Write each line exactly, from the line that holds "the shrub, placing" through the final line of the material, and no other line.

Coordinate annotation records
▶
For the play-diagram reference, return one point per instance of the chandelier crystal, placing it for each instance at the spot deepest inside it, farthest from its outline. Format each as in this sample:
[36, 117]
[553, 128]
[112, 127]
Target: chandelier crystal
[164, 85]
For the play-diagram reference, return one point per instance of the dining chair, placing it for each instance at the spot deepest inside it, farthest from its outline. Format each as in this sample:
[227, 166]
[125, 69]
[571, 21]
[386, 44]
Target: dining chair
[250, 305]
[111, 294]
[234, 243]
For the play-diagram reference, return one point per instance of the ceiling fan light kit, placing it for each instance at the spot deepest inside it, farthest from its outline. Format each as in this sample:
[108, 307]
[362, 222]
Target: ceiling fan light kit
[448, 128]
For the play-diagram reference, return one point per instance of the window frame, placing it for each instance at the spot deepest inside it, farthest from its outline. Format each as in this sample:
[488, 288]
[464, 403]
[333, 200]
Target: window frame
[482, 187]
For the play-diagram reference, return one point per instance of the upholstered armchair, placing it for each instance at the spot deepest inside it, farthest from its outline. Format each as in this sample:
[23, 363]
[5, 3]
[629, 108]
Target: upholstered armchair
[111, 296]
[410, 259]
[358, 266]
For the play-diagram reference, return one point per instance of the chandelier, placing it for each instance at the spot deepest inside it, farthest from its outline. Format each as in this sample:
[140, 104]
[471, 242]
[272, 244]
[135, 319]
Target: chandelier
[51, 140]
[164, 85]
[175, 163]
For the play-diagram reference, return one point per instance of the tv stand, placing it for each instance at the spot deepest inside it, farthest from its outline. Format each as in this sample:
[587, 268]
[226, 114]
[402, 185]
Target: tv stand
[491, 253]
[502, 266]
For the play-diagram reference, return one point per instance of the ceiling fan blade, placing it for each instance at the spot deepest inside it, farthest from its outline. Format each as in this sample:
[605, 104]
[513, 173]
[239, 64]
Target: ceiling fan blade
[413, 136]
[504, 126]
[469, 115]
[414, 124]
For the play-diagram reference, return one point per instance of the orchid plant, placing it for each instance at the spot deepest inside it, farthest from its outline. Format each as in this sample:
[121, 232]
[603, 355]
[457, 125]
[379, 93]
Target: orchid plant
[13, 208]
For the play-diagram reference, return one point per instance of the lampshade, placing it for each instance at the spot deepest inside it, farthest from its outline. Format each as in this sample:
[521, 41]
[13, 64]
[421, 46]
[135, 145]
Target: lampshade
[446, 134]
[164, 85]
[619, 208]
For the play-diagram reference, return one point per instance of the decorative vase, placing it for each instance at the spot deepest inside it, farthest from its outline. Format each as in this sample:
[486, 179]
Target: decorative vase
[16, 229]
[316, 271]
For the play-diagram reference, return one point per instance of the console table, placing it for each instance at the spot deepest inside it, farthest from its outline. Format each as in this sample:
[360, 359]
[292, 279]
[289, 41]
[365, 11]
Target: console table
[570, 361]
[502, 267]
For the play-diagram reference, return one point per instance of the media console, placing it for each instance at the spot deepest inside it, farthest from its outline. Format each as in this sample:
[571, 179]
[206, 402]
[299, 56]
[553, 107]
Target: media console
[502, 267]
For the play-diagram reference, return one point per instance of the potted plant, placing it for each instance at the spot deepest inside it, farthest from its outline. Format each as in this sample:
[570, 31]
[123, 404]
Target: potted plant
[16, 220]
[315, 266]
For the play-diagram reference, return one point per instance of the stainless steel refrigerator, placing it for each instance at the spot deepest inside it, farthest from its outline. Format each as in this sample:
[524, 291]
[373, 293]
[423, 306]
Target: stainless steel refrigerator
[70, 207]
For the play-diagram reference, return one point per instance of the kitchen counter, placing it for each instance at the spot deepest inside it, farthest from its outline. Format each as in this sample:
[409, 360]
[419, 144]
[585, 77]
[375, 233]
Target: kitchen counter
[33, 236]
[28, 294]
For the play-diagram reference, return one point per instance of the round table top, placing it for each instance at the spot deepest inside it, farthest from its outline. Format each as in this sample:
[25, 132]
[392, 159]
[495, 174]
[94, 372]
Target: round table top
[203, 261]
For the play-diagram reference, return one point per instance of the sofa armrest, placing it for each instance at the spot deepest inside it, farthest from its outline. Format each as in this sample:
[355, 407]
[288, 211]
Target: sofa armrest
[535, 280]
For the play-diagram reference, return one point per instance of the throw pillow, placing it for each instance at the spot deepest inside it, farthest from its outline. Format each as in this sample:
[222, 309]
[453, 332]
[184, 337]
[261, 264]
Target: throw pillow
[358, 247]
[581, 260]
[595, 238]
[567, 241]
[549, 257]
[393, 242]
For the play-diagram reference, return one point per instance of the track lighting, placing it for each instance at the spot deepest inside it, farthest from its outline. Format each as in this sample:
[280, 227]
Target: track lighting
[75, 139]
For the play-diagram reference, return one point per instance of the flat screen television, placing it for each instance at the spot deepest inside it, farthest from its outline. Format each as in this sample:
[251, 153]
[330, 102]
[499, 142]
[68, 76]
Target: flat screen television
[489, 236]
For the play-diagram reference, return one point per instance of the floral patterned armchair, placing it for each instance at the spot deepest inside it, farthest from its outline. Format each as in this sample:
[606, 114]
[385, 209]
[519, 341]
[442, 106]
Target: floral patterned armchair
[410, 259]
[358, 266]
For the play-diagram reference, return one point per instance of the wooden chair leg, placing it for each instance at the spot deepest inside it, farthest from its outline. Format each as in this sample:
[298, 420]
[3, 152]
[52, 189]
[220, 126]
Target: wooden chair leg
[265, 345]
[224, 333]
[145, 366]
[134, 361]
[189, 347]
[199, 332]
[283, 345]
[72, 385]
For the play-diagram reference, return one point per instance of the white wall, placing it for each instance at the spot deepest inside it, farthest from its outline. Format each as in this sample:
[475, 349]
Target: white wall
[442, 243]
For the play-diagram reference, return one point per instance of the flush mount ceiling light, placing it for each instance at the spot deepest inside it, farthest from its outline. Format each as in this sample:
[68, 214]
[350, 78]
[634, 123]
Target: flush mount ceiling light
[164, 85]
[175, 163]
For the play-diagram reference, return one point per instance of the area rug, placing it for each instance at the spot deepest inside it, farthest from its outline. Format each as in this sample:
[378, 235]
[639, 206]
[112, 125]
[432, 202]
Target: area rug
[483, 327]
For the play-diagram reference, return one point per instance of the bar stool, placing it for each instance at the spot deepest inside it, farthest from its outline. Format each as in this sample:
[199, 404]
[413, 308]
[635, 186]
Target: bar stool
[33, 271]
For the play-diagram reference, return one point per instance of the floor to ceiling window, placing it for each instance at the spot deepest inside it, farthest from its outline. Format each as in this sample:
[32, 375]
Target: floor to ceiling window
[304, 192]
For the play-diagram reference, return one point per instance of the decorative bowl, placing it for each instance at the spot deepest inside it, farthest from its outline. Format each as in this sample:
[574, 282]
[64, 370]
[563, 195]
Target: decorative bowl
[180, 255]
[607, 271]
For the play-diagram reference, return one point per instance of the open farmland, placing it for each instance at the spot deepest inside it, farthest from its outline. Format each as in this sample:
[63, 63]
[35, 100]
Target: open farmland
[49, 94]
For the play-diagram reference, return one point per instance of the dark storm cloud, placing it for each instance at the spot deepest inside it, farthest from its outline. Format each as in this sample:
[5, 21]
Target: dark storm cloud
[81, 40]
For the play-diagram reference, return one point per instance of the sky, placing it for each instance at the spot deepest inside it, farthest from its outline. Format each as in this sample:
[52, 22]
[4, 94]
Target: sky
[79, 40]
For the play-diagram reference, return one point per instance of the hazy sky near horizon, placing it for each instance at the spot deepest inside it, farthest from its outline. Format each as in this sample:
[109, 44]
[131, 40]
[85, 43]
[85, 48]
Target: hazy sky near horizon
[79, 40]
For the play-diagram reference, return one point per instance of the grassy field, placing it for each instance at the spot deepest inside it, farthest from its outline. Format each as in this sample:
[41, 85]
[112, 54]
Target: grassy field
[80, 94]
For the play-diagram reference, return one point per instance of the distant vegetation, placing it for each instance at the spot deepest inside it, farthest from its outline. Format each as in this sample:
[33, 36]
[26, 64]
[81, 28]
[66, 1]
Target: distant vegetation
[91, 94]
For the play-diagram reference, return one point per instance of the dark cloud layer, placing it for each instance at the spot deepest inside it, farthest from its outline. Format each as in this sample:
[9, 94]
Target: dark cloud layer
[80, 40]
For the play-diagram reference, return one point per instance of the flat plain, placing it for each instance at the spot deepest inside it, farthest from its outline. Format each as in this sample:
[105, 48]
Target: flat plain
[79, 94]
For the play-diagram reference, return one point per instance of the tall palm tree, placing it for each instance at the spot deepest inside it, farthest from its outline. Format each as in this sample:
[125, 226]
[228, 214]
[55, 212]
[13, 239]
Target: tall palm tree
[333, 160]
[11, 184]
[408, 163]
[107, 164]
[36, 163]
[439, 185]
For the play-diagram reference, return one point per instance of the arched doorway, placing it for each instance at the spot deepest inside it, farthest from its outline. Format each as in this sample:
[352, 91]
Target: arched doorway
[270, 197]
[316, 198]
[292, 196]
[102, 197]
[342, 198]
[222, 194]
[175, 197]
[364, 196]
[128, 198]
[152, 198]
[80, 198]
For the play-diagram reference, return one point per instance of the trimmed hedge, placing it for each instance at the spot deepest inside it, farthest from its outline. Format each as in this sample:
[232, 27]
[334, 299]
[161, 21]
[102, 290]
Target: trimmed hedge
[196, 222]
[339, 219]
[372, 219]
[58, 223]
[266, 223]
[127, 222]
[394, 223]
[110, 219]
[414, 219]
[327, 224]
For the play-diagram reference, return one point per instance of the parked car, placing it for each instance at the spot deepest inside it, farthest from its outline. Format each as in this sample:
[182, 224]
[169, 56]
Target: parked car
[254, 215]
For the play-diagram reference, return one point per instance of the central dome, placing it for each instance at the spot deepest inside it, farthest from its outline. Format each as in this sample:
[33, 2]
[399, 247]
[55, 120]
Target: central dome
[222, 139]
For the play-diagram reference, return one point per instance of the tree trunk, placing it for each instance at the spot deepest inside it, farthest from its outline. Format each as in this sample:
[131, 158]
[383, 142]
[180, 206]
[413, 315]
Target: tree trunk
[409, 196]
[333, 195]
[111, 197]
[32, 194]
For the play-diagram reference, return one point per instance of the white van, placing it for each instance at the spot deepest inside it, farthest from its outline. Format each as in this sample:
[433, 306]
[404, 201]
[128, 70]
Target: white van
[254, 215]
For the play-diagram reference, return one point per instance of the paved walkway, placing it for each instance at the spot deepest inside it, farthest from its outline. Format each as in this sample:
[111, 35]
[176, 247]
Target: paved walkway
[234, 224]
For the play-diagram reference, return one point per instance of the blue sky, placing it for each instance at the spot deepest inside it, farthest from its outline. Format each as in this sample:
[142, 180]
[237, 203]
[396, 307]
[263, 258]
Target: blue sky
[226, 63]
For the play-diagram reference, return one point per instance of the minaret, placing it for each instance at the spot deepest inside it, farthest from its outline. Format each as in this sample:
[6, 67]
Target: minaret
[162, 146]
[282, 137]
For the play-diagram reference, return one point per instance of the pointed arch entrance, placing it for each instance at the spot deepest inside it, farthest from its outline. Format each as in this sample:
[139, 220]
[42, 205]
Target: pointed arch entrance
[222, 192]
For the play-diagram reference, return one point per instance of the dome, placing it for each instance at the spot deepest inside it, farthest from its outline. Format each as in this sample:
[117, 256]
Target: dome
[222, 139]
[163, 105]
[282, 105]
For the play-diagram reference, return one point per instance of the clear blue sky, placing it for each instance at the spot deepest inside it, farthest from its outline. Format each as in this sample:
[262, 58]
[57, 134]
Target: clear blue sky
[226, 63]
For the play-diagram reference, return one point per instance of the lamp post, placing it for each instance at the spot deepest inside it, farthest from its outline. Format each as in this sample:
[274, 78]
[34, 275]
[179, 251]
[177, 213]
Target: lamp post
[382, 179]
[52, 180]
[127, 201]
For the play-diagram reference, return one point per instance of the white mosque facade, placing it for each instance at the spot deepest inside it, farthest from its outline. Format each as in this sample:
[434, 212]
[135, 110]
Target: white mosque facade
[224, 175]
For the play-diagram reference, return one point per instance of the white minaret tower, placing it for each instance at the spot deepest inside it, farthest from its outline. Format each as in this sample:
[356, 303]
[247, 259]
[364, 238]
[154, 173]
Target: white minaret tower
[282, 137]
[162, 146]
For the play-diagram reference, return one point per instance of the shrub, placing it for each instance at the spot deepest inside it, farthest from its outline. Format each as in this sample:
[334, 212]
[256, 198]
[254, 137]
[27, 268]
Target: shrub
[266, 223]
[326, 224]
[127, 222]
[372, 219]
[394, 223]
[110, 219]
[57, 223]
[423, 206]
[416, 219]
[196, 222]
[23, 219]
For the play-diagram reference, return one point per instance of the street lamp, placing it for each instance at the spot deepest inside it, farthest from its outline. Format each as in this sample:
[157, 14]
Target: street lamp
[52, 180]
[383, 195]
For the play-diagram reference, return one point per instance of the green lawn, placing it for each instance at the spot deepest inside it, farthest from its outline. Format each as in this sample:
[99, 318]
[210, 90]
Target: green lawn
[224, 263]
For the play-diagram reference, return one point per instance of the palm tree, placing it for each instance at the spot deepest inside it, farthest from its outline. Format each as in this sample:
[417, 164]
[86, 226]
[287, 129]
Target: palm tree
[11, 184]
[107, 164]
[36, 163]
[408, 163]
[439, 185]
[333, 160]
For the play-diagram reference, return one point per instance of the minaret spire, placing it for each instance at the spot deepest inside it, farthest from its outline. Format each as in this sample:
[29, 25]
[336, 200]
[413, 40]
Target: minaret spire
◀
== Response to this task ==
For the play-diagram reference, return one point per instance of the shrub, placing it for each instance at the spot deepest inside it, farthest from its outline. Format each as in this sample:
[334, 212]
[256, 198]
[254, 137]
[27, 268]
Target: shrub
[266, 223]
[326, 224]
[127, 222]
[372, 219]
[394, 223]
[110, 219]
[57, 223]
[423, 206]
[416, 219]
[196, 222]
[23, 219]
For the play-diagram reference, return one point per instance of the street lamp, placing it for each instance at the spot deepest inside it, farthest from its outline. Format each as in this sample:
[157, 14]
Target: street lamp
[52, 180]
[383, 195]
For the play-diagram reference, return one point per instance of the green lawn, placing it for each instance at the spot deepest inside it, farthest from its outline. Format each as in this sample:
[99, 318]
[210, 90]
Target: green lawn
[224, 263]
For the play-diagram reference, return one point per instance of the palm tree, placing it for each instance at the spot deepest inside it, farthest from its outline. Format each as in this sample:
[417, 164]
[86, 226]
[287, 129]
Target: palm tree
[11, 184]
[107, 164]
[36, 163]
[408, 163]
[439, 185]
[333, 160]
For the play-diagram reference, return one point per instance of the minaret spire, placing it for each instance at the spot deepest inside it, farthest from its outline. Format each as in this sample:
[29, 25]
[336, 200]
[413, 40]
Target: minaret spire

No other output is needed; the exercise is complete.